(WORK REQUIRED): Lay out every line of the records below as a numbered list, omitting any blank lines. Leave the pictures out of your answer.
··· SUPPLIED RECORDS ···
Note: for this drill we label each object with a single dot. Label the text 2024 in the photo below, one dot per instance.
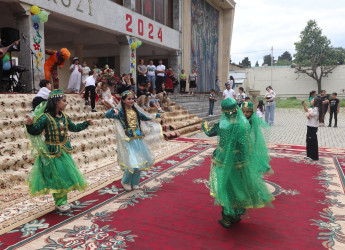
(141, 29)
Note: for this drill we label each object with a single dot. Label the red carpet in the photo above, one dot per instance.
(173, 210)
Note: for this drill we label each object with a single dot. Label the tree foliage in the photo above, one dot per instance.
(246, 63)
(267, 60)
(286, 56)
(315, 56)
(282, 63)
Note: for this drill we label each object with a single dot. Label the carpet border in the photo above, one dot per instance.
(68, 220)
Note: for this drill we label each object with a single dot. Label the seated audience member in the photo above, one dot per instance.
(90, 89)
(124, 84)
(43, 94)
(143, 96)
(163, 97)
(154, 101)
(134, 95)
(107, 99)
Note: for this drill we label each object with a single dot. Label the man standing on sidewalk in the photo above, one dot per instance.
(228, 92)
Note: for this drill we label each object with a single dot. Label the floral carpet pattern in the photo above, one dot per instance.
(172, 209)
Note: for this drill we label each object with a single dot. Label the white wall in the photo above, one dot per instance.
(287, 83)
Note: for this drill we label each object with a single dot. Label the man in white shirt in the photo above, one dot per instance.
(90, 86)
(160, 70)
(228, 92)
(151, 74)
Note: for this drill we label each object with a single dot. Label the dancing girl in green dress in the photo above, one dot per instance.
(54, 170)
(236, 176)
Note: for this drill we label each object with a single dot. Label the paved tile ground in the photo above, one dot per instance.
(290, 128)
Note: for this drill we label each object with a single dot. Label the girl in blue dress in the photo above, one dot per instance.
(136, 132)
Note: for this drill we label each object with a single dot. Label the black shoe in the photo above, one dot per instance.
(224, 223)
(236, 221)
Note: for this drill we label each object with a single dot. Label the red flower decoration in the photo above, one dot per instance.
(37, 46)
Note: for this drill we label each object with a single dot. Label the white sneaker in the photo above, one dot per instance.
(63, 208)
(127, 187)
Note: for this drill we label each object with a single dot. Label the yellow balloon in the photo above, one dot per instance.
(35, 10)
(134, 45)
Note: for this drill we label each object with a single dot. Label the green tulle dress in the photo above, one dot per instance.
···
(FULL RESPONSE):
1. Note: for this drill we label each object with a single dot. Label the text 2024 in the photo below, one dot per instance.
2. (141, 29)
3. Note: for this drill we label each object with a single dot. Label the red carpet in the photo above, one dot per instance.
4. (173, 210)
5. Note: for this drill we label each object with a single dot. Label the tree foliage in the photo above, one dot per instance.
6. (246, 63)
7. (267, 60)
8. (286, 56)
9. (315, 56)
10. (282, 63)
11. Note: for this drill we label each object with a single dot. Label the carpet border in the photo above, one dot per instance.
12. (68, 220)
13. Note: for this drill we label each object with a single dot. Label the seated audience member in the photo above, one dot per instance.
14. (90, 89)
15. (124, 84)
16. (43, 94)
17. (143, 96)
18. (163, 97)
19. (154, 101)
20. (134, 95)
21. (107, 99)
22. Note: for this drill we label each object with a single dot. Label the man standing on sidewalk in the photo above, one dot per instance.
23. (228, 92)
24. Note: for this drill we label each object with a single dot. Label the floral carpet pattern in the photo above, one dot per instance.
25. (172, 209)
26. Note: for this drill we label each object with a single dot. Label the white wall in the photo above, one dot per instance.
27. (287, 83)
28. Note: for this drill we label each object with a single dot. Label the man in white shirt in the photo above, one dot per instance.
29. (90, 86)
30. (160, 70)
31. (228, 92)
32. (151, 74)
33. Note: for this drill we label each object with a single dot. Label the dancing girl in green dress in the photo above, one dot per instance.
34. (54, 170)
35. (236, 176)
36. Note: for this drill we label each object with a single dot. Label the paved tile ground in the photo above, one dot per instance.
37. (290, 128)
38. Note: for this drill we label each object with a single dot. Label the girl in blue dress in the photo above, one dot per instance.
39. (136, 132)
40. Note: for this drill we label each object with a single dot. Label the black shoe in the photo above, one dot per instance.
41. (224, 223)
42. (236, 221)
43. Note: for this drill we label each object with a single dot. Label the red flower decoration in the photo above, one dot per instance.
44. (37, 46)
45. Note: for this drill we label each object with a single dot. Label the white sneaker in the photo above, one dot per instance.
46. (63, 208)
47. (127, 187)
48. Note: for this drill we label each object with a single dot. Label the yellow balloon in the photo above, one dot per instance.
49. (35, 10)
50. (134, 45)
51. Note: for this drill we label each object with a single dot. Label the green tulle dress in the photo above, one dot per instance.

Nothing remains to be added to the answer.